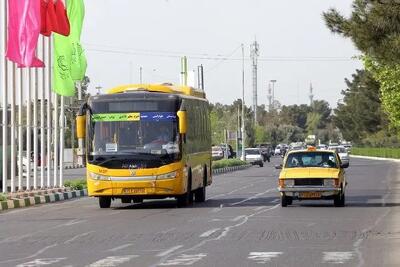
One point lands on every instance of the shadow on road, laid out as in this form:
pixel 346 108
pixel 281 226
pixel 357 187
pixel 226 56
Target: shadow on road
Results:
pixel 211 203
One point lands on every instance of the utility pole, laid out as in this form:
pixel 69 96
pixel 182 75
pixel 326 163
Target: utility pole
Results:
pixel 243 157
pixel 311 95
pixel 98 88
pixel 254 48
pixel 269 96
pixel 273 93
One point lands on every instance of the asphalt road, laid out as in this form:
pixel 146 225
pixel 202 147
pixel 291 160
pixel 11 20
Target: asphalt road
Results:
pixel 241 224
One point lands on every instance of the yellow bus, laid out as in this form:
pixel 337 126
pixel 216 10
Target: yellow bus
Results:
pixel 147 142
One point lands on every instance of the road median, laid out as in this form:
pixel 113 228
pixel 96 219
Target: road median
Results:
pixel 28 199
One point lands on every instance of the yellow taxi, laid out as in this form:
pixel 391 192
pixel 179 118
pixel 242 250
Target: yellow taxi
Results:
pixel 312 174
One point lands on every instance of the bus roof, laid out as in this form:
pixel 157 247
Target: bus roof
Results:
pixel 160 88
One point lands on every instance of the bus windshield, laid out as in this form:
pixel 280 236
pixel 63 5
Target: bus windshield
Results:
pixel 141 133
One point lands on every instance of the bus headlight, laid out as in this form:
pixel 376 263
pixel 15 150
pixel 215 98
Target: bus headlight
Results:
pixel 96 176
pixel 165 176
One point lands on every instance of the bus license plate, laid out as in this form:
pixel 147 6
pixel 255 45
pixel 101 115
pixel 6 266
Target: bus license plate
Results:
pixel 133 191
pixel 310 195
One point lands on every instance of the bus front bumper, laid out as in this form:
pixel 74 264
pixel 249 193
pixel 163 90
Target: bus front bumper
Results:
pixel 119 187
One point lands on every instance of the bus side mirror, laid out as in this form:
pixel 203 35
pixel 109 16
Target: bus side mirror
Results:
pixel 182 121
pixel 81 126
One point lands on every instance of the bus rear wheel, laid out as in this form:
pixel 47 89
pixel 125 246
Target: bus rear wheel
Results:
pixel 200 193
pixel 105 202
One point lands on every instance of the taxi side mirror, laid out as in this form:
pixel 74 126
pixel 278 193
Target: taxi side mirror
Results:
pixel 81 126
pixel 182 115
pixel 279 167
pixel 344 166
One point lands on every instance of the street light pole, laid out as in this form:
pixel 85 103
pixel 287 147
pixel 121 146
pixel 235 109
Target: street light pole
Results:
pixel 243 157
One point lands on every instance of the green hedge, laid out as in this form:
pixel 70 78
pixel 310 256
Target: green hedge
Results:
pixel 227 163
pixel 381 152
pixel 76 184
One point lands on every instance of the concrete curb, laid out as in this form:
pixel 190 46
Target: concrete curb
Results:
pixel 28 201
pixel 374 158
pixel 230 169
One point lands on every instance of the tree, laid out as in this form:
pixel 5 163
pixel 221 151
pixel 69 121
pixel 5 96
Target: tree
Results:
pixel 360 114
pixel 374 27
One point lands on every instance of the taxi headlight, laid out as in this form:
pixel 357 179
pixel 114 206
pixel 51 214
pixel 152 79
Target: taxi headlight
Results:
pixel 165 176
pixel 96 176
pixel 329 182
pixel 288 182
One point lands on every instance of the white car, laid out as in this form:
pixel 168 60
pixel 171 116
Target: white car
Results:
pixel 277 150
pixel 217 152
pixel 254 156
pixel 343 154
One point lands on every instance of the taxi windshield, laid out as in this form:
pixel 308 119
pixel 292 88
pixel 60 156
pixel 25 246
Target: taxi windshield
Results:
pixel 311 159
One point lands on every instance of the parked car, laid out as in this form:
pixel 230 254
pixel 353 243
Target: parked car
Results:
pixel 231 153
pixel 343 154
pixel 254 157
pixel 217 152
pixel 266 151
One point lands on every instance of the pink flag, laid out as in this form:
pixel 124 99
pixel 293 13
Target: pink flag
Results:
pixel 23 32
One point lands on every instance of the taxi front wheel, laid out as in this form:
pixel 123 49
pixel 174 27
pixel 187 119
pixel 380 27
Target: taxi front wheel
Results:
pixel 285 200
pixel 339 200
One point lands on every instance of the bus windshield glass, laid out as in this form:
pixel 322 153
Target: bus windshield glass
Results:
pixel 137 133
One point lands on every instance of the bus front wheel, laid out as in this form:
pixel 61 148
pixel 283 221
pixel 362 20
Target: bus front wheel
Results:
pixel 187 198
pixel 105 202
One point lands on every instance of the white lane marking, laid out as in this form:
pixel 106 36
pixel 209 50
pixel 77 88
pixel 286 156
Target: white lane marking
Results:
pixel 41 262
pixel 337 257
pixel 31 256
pixel 168 251
pixel 112 261
pixel 119 247
pixel 263 257
pixel 77 236
pixel 236 190
pixel 209 232
pixel 73 222
pixel 220 236
pixel 184 260
pixel 238 218
pixel 168 230
pixel 253 197
pixel 357 243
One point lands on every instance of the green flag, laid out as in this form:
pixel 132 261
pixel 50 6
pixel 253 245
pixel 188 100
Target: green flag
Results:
pixel 76 14
pixel 69 59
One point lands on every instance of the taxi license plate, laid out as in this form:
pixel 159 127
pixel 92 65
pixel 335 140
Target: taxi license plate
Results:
pixel 133 191
pixel 310 195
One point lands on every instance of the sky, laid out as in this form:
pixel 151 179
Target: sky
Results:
pixel 296 48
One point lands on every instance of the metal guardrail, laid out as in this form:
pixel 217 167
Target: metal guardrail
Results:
pixel 229 169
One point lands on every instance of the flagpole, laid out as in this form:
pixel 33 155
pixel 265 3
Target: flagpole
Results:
pixel 28 131
pixel 42 131
pixel 4 89
pixel 48 89
pixel 13 159
pixel 20 144
pixel 56 119
pixel 62 119
pixel 35 129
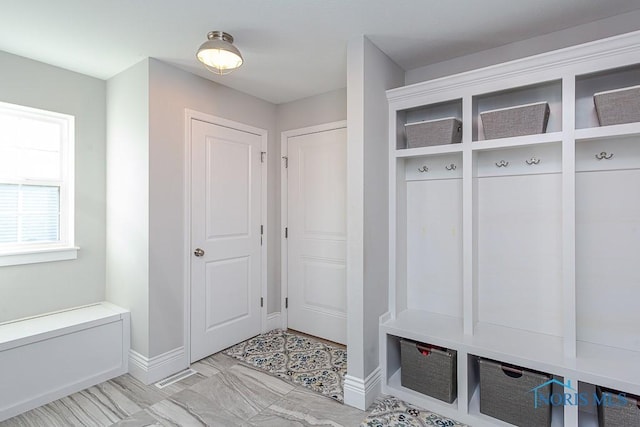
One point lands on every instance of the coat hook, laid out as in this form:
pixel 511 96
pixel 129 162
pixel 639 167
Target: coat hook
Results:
pixel 533 161
pixel 604 155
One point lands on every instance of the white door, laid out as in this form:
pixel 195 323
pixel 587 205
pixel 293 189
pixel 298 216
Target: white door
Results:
pixel 225 237
pixel 317 233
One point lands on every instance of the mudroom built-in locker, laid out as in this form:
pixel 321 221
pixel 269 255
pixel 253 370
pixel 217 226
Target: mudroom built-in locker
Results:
pixel 519 252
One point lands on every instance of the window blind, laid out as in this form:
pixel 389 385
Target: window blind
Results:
pixel 29 213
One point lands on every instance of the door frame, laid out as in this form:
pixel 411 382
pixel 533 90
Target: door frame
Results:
pixel 284 205
pixel 263 134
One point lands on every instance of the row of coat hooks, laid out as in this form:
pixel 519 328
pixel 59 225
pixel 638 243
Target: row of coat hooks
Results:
pixel 450 167
pixel 532 161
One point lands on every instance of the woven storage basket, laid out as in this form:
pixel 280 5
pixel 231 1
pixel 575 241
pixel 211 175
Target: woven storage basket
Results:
pixel 429 370
pixel 618 106
pixel 616 414
pixel 505 394
pixel 521 120
pixel 433 132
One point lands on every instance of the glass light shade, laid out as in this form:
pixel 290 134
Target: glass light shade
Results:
pixel 218 53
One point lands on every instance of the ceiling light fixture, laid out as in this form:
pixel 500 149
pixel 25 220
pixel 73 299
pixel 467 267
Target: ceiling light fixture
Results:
pixel 219 54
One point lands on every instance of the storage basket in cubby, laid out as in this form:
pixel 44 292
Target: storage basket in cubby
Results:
pixel 618 106
pixel 506 393
pixel 520 120
pixel 429 370
pixel 433 132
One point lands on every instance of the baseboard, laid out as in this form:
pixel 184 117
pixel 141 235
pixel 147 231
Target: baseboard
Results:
pixel 274 321
pixel 151 370
pixel 362 393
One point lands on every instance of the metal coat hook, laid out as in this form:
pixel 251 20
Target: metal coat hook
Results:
pixel 532 161
pixel 604 155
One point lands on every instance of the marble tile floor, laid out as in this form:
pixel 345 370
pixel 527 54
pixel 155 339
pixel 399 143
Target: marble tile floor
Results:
pixel 224 392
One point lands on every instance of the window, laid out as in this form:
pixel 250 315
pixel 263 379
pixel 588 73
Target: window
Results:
pixel 36 185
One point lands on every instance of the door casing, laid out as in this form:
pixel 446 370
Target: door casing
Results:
pixel 188 249
pixel 284 205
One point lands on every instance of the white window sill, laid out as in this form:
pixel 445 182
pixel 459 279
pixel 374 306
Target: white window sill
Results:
pixel 36 255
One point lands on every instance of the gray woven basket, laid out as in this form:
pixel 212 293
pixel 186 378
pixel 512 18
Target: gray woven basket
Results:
pixel 614 414
pixel 429 370
pixel 505 394
pixel 618 106
pixel 433 132
pixel 521 120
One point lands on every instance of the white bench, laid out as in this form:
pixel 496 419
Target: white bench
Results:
pixel 47 357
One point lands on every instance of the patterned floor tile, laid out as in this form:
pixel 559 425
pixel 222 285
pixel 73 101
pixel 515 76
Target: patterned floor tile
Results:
pixel 390 411
pixel 302 360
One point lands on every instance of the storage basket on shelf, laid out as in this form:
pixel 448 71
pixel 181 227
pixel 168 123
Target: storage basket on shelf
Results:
pixel 433 132
pixel 506 393
pixel 520 120
pixel 429 370
pixel 615 411
pixel 618 106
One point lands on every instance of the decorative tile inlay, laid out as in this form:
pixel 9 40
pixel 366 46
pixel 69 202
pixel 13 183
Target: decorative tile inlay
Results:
pixel 390 411
pixel 313 364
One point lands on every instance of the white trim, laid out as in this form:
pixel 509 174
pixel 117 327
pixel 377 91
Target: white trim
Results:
pixel 362 393
pixel 274 321
pixel 263 133
pixel 284 205
pixel 150 370
pixel 32 256
pixel 582 57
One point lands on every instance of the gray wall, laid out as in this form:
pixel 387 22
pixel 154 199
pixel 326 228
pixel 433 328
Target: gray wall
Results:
pixel 369 74
pixel 127 276
pixel 381 73
pixel 32 289
pixel 596 30
pixel 315 110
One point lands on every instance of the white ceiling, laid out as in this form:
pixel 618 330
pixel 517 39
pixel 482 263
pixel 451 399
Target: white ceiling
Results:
pixel 292 48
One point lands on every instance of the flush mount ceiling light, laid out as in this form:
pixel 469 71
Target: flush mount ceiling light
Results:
pixel 219 54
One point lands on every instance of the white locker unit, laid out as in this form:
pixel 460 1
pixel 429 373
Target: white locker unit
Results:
pixel 526 249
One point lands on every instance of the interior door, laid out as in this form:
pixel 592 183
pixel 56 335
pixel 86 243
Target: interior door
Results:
pixel 226 237
pixel 317 234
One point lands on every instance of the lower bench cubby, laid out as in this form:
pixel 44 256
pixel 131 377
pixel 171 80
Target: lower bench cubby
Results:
pixel 429 370
pixel 616 408
pixel 515 395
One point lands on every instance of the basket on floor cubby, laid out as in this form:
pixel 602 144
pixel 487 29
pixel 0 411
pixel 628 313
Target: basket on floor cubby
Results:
pixel 506 393
pixel 429 370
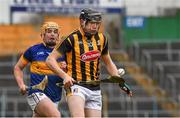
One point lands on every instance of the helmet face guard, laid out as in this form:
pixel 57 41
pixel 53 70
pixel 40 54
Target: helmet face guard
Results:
pixel 48 25
pixel 90 15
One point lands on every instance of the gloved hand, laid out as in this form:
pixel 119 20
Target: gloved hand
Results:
pixel 121 72
pixel 126 89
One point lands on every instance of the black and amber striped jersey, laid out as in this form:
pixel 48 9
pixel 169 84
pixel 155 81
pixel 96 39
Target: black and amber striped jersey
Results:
pixel 83 54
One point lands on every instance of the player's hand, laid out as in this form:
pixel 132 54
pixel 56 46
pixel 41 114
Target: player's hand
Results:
pixel 63 66
pixel 121 72
pixel 68 82
pixel 126 89
pixel 23 89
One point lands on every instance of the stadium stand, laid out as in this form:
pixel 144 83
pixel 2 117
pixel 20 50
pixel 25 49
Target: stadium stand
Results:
pixel 160 60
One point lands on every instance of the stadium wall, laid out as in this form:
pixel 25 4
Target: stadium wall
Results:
pixel 154 29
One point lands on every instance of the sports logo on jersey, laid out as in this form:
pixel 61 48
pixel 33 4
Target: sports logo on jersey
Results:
pixel 90 56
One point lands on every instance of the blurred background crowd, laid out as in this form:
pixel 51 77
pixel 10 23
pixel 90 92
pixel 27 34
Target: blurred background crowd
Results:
pixel 144 39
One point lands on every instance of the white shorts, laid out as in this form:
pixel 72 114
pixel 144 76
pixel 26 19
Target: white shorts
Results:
pixel 35 98
pixel 93 98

----------

_SET EXERCISE_
Can you give the records from the line with "One point lands on every instance of the parked" to the line with "pixel 266 151" again, swapping "parked car" for "stopped car" and leaving everything else unchanged? Reply with only those lines.

_TASK RESULT_
One point lands on every instance of the stopped car, laid out as in this form:
pixel 230 254
pixel 353 243
Target: stopped car
Results:
pixel 231 153
pixel 343 154
pixel 254 157
pixel 217 152
pixel 266 151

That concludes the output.